(Supplied passage)
Single by Musiq Soulchild

from the album Luvanmusiq
- Released: January 30, 2007
- Recorded: 2006
- Genre: R&B
- Length: 3:54
- Label: Atlantic
- Songwriters: Ivan Barias, Cornelius Eugene Church, Earl Guinn, Kairi J Guinn, Carvin Haggins, Taalib Johnson, Kenton Nix
- Producer: Lab Ratz

Musiq Soulchild singles chronology
| "Whoknows" (2004) | "B.U.D.D.Y." (2007) | "Teachme" (2007) |

Music video
- "B.U.D.D.Y." on YouTube

= Buddy (Musiq Soulchild song) =

"B.U.D.D.Y." (pronounced "Buddy") is the first single from Musiq Soulchild's fourth album Luvanmusiq. It was released on January 30, 2007, after being given to radio stations in the US in late November 2006. It contains samples from De La Soul's "Buddy (Native Tongues Decision Remix)", Taana Gardner's "Heartbeat" and interpolations from the composition "Heartbeat (Kenton Mix)". The song was nominated for a Grammy Award for Best Male R&B Vocal Performance at the 50th Grammy Awards but lost to "Future Baby Mama" by Prince. The lyrics are a man's attempts to persuade a girl he can be her "buddy".

==Music video==
The video is directed by Sanaa Hamri, the video is set in Sunset Junction, Los Angeles where Musiq exits a music shop and sees an attractive woman and asks her if she could be his friend with benefits, listing off the things that he's not and the phrases the song's title means. After both of them meet with their respective friends, they get together at an outdoor late-night party where Musiq performs and brings the woman up on stage to be with him. Kat Graham makes a cameo appearance in the video. The official video was released on his record label's YouTube page on March 5, 2007.

==Remix==
An official remix featuring NYC rappers Ja Rule, Fat Joe and Jadakiss can also be found on the Internet and it is an iTunes bonus track of the album (Jadakiss is not on the iTunes version of the remix). Additional remixes feature Lupe Fiasco and a separate track produced by Jazze Pha featuring T.I. and Young Buck.

(Task 1) Copy from the listing, word for word, the lines beginning with the one that contains "Audit flag: the number" and ending with the one that contains "[431, 256, 500, 285]", both included.

(Data for this exercise)
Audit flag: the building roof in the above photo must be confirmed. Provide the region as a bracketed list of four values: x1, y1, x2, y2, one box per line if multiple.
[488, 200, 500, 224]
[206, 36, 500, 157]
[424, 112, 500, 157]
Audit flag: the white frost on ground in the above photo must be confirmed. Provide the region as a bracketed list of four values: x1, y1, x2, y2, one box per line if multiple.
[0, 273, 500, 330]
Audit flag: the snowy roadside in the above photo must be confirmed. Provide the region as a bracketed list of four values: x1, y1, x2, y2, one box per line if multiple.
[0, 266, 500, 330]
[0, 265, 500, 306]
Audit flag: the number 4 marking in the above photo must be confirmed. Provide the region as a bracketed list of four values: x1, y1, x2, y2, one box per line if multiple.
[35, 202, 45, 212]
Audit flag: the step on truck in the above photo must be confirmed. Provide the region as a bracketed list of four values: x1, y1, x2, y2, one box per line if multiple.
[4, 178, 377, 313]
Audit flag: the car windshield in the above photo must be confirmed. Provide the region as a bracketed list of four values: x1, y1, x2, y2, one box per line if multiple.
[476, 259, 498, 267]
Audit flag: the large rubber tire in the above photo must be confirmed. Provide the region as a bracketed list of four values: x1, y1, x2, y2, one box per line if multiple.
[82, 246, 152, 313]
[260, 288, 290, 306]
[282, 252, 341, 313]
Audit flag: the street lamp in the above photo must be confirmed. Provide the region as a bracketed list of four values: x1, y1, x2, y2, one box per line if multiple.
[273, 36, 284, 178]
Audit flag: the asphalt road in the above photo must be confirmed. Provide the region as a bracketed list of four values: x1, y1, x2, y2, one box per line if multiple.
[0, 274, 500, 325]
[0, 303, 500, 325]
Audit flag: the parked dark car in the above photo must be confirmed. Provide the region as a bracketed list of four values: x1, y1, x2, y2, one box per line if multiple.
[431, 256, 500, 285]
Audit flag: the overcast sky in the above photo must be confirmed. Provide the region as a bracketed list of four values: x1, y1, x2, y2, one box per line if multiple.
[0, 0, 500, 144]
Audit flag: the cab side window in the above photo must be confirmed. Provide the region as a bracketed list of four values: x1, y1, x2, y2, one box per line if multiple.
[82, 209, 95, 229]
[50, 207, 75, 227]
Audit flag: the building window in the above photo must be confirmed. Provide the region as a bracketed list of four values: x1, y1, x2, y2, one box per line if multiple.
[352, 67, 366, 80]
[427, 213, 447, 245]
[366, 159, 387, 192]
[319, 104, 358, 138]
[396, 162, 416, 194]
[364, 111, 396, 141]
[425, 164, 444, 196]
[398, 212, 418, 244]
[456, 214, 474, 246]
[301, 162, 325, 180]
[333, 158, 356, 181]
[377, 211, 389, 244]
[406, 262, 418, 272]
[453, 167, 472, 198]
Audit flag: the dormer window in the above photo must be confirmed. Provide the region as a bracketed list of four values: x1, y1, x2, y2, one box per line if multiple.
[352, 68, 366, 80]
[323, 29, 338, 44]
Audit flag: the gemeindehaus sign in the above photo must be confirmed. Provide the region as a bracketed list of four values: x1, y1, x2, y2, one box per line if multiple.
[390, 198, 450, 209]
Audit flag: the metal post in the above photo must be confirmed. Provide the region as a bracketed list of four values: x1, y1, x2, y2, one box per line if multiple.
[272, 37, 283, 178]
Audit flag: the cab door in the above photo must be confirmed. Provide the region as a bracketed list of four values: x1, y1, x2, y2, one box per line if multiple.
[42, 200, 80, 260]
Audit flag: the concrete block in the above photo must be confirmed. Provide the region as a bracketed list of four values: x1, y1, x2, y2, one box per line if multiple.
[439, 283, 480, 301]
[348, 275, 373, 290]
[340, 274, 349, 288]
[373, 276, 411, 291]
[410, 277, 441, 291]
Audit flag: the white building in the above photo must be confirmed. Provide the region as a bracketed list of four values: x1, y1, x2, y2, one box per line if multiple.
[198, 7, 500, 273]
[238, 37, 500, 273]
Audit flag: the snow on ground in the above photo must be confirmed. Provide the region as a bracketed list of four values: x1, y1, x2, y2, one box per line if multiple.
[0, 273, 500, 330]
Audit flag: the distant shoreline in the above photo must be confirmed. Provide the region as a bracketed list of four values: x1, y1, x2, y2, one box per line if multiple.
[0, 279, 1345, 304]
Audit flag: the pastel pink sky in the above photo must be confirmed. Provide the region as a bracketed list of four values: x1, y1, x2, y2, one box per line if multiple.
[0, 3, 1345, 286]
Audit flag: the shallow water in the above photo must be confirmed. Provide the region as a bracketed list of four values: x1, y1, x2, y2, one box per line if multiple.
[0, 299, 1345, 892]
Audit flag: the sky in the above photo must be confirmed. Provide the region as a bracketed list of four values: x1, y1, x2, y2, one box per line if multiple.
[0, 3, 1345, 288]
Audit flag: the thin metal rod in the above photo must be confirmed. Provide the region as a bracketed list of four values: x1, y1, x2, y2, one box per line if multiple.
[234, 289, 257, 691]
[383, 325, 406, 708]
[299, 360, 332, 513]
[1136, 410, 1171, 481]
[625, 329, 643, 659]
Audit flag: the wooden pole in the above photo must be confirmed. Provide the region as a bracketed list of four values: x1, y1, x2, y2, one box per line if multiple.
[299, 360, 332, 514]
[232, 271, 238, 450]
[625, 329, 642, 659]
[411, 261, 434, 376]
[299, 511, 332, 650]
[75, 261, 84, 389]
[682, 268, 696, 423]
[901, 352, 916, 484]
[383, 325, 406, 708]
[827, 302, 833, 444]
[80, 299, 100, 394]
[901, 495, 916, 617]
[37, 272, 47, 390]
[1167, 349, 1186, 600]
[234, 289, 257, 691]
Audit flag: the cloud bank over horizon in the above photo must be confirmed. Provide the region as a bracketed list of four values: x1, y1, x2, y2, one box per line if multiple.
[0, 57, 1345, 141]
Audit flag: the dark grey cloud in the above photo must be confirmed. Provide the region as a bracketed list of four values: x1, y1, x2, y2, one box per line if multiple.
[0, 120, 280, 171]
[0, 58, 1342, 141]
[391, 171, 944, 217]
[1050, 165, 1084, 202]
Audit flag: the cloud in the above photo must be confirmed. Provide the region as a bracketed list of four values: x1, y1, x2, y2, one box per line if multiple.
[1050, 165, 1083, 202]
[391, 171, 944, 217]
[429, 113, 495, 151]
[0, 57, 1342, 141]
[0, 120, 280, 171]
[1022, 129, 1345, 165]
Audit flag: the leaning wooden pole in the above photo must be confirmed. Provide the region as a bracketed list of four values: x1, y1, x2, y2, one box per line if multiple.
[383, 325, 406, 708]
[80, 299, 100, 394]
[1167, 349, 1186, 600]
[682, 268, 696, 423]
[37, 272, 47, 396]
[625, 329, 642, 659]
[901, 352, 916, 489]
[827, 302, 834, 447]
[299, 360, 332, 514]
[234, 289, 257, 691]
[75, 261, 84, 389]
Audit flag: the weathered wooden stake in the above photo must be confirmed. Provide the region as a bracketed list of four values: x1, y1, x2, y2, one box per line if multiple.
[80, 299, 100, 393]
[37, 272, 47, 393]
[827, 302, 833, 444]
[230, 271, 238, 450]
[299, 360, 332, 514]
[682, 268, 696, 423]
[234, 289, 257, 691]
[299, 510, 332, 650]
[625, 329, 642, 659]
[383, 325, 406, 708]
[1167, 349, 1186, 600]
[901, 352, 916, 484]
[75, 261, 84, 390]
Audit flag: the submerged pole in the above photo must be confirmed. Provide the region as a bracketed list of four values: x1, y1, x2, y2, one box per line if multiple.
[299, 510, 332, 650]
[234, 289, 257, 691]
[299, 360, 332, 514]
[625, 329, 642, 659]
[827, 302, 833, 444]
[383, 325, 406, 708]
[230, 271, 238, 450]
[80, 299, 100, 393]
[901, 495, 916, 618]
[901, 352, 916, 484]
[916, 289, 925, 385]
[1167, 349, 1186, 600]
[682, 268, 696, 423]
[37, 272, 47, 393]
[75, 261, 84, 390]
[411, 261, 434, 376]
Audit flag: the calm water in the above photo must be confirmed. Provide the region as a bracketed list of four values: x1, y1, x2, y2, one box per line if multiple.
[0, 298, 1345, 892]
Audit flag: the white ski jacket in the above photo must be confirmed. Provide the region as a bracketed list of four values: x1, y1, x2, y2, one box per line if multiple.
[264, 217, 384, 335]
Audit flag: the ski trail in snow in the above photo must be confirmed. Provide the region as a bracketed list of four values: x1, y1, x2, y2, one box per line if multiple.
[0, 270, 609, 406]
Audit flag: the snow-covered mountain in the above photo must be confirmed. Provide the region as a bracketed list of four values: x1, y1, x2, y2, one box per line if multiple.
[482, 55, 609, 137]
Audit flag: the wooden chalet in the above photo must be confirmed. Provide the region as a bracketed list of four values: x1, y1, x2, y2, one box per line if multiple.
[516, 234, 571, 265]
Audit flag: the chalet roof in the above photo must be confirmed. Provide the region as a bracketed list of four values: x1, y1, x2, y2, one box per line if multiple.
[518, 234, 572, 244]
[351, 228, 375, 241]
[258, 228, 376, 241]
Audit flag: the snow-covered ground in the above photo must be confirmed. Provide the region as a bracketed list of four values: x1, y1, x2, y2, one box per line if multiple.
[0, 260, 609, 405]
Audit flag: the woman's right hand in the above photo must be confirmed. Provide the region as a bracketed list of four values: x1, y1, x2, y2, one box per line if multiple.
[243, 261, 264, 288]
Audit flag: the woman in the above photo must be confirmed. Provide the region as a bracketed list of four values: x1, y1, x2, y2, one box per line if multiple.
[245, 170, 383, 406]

(Task 2)
Using the article on "B.U.D.D.Y.", answer the following:
(a) Who is credited as the producer of the single?
(b) Who directed the music video?
(c) Which song won the Grammy category for which "B.U.D.D.Y." was nominated?

(Task solution 1)
Audit flag: the number 4 marking in the above photo must be confirmed. Provide the region as a bracketed list of four values: x1, y1, x2, y2, one box per line if multiple.
[35, 202, 45, 212]
Audit flag: the step on truck in the above photo must be confirmed. Provide the region as a bracketed list of four values: x1, y1, x2, y2, one box per line if multiple.
[4, 178, 377, 313]
Audit flag: the car windshield in the above photo must be confirmed. Provide the region as a bracketed list of four values: x1, y1, x2, y2, one box per line if multiple.
[476, 259, 498, 267]
Audit flag: the large rubber tire in the above photo must be confirmed. Provide the region as a bracketed list of four values: x1, y1, x2, y2, one box per line if multiple.
[82, 246, 152, 313]
[260, 288, 290, 306]
[282, 252, 341, 313]
Audit flag: the street lamp in the above photo must be confirmed. Provide the region as a bracketed list of four values: x1, y1, x2, y2, one box per line if multiple.
[273, 36, 284, 178]
Audit flag: the asphalt road in the above photo must be confirmed. Provide the region as a bracketed list of four values: x1, y1, x2, y2, one box per line if multiple.
[0, 274, 500, 325]
[0, 303, 500, 325]
Audit flag: the parked dark car in the above photo must be confirmed. Provide the region as a bracketed list of four values: x1, y1, x2, y2, one box per line if multiple.
[431, 256, 500, 285]

(Task solution 2)
(a) Lab Ratz
(b) Sanaa Hamri
(c) "Future Baby Mama" by Prince